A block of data
· · · ·
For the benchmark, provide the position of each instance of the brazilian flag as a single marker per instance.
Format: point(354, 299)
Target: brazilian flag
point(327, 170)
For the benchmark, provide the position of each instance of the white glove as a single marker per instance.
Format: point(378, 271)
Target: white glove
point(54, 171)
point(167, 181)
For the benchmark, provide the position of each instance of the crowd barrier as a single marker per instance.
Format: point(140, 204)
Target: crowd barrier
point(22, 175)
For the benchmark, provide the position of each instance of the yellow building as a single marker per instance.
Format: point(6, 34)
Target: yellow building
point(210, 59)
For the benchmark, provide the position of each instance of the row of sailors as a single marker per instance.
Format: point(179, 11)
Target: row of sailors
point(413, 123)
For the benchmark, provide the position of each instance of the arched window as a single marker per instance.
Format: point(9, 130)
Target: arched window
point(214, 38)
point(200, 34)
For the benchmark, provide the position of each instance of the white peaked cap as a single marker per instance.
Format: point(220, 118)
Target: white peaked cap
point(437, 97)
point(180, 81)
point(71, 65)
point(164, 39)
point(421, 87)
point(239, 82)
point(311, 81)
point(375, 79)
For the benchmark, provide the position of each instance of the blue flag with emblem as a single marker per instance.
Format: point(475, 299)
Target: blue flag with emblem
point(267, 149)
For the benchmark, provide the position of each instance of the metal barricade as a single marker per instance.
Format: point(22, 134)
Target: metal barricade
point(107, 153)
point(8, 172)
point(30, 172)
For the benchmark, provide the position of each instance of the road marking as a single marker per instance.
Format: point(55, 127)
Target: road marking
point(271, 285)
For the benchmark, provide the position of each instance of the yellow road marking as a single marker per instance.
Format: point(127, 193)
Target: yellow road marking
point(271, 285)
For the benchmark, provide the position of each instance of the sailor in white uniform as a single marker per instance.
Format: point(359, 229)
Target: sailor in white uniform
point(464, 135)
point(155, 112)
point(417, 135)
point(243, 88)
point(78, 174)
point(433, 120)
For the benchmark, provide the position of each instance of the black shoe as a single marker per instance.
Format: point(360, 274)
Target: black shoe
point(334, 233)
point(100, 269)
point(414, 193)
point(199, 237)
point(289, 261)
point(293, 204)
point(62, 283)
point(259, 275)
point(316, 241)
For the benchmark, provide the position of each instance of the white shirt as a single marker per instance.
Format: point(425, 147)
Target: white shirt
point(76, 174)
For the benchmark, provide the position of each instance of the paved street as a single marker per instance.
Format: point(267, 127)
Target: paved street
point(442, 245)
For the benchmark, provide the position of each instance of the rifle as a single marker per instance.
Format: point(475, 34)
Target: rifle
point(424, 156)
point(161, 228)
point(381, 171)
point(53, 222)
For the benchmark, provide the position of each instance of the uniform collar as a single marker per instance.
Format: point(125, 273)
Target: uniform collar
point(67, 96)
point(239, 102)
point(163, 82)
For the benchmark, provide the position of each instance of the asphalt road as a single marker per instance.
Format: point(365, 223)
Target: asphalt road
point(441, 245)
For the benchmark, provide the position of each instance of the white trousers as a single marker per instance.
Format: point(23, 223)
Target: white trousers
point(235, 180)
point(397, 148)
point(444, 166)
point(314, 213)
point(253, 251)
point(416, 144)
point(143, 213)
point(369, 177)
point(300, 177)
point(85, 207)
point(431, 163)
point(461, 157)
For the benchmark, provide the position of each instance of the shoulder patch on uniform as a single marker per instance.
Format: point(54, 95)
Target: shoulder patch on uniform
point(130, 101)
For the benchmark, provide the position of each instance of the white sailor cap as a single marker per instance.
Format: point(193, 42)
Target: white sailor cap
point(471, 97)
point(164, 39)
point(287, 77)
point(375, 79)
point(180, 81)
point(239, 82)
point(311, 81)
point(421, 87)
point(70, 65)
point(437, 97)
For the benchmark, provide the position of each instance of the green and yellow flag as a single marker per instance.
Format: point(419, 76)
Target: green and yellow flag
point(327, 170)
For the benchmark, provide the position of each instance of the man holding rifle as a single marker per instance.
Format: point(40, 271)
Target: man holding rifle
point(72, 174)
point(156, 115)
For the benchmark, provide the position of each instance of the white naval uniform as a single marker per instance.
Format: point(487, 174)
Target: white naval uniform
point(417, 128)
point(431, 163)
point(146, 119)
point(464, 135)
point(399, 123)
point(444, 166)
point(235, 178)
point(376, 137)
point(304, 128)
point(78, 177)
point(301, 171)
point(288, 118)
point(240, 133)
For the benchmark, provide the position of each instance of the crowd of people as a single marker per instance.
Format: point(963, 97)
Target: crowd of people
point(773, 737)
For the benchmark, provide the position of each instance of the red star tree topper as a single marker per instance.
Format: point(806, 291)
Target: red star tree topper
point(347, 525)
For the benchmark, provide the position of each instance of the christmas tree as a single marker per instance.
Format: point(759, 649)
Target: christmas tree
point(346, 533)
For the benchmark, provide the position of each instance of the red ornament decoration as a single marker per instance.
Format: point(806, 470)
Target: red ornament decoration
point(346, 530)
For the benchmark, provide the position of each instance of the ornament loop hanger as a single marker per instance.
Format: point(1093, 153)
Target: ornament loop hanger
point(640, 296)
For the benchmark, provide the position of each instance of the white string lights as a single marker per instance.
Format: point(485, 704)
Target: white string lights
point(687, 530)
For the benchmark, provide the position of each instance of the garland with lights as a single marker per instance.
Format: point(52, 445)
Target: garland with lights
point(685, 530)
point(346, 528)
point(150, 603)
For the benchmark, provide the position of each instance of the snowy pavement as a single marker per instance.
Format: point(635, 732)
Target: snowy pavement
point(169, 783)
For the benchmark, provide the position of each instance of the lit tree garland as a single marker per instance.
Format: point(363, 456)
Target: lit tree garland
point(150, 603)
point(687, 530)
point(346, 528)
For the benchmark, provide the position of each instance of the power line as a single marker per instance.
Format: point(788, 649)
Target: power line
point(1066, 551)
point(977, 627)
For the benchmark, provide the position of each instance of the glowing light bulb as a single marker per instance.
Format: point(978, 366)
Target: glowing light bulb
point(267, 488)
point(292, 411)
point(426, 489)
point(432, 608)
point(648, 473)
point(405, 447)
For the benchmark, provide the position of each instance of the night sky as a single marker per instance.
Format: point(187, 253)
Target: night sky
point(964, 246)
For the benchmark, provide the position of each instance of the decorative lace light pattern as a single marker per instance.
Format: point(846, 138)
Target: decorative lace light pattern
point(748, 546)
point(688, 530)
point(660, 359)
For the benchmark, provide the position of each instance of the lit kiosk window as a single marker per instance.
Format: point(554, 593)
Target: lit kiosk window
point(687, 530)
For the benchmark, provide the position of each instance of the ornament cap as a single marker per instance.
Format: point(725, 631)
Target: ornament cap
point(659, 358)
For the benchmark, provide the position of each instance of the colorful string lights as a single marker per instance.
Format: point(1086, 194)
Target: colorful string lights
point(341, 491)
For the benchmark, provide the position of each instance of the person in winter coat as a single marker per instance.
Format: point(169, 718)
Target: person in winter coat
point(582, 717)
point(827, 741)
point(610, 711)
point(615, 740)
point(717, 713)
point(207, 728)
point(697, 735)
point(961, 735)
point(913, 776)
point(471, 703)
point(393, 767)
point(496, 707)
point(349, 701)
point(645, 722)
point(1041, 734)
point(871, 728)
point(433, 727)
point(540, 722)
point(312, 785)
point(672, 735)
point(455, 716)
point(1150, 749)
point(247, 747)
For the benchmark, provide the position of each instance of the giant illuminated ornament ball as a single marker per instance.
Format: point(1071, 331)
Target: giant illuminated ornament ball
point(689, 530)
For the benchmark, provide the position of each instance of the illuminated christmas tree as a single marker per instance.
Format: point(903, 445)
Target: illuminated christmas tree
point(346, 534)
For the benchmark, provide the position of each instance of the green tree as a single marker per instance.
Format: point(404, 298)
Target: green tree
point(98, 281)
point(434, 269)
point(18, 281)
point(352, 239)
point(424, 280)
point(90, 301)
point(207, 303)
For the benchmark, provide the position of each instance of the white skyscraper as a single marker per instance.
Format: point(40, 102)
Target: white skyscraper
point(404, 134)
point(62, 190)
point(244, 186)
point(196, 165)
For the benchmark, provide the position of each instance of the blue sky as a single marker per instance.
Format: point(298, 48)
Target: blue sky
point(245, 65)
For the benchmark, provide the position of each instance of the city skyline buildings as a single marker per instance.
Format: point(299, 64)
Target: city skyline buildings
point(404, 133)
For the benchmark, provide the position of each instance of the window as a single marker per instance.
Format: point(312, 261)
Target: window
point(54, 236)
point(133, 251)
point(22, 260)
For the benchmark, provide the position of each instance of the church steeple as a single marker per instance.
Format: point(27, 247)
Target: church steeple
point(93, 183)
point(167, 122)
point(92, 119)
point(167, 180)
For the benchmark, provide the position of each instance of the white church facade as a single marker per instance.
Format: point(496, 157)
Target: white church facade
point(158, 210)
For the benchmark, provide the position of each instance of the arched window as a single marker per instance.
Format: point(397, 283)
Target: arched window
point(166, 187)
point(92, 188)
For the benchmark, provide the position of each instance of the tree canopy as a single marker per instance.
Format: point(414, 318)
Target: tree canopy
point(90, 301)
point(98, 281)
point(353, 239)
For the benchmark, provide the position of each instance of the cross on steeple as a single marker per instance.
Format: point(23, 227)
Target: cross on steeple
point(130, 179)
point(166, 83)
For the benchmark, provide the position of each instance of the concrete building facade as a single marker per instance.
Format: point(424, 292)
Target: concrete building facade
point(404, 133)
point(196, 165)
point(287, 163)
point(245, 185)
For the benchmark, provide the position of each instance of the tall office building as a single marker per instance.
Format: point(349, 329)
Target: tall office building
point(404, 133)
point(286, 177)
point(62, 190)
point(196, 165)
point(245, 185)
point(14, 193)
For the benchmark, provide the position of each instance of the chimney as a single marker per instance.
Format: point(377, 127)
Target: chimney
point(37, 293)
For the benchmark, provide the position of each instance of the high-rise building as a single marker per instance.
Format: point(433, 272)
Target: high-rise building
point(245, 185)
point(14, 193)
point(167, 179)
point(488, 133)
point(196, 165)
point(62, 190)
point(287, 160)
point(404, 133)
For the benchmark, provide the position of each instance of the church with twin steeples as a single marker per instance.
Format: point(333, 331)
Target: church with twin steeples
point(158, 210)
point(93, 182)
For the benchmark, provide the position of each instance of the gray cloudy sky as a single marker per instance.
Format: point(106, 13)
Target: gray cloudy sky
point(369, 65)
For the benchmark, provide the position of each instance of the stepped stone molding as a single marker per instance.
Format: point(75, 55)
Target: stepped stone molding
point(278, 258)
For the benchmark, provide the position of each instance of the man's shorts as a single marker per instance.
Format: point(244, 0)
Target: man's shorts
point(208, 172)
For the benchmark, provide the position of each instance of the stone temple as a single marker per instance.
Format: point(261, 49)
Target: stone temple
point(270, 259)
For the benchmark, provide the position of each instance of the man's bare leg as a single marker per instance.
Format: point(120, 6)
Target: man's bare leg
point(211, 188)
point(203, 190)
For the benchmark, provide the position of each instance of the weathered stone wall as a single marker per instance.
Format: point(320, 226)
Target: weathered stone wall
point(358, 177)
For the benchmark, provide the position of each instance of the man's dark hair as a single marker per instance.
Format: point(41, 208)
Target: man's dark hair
· · · ·
## WRITTEN REQUEST
Render the stretch of data from the line containing "ornament cap as a single marker per instance." through the line containing "point(341, 491)" as a Markdown table with two columns, Row (a running number) and Line (the line itself), leaving out any blank lines.

## ANSWER TO THE PROBLEM
| Row | Line |
|---|---|
| 1 | For the benchmark, provide the position of each instance of the ornament cap as a single marker per instance. |
| 2 | Format: point(725, 631) |
| 3 | Target: ornament cap |
| 4 | point(659, 358) |
| 5 | For the benchmark, provide the position of each instance of the colorful string lights as a single marker per instance. |
| 6 | Format: point(1086, 194) |
| 7 | Target: colorful string lights |
| 8 | point(341, 491) |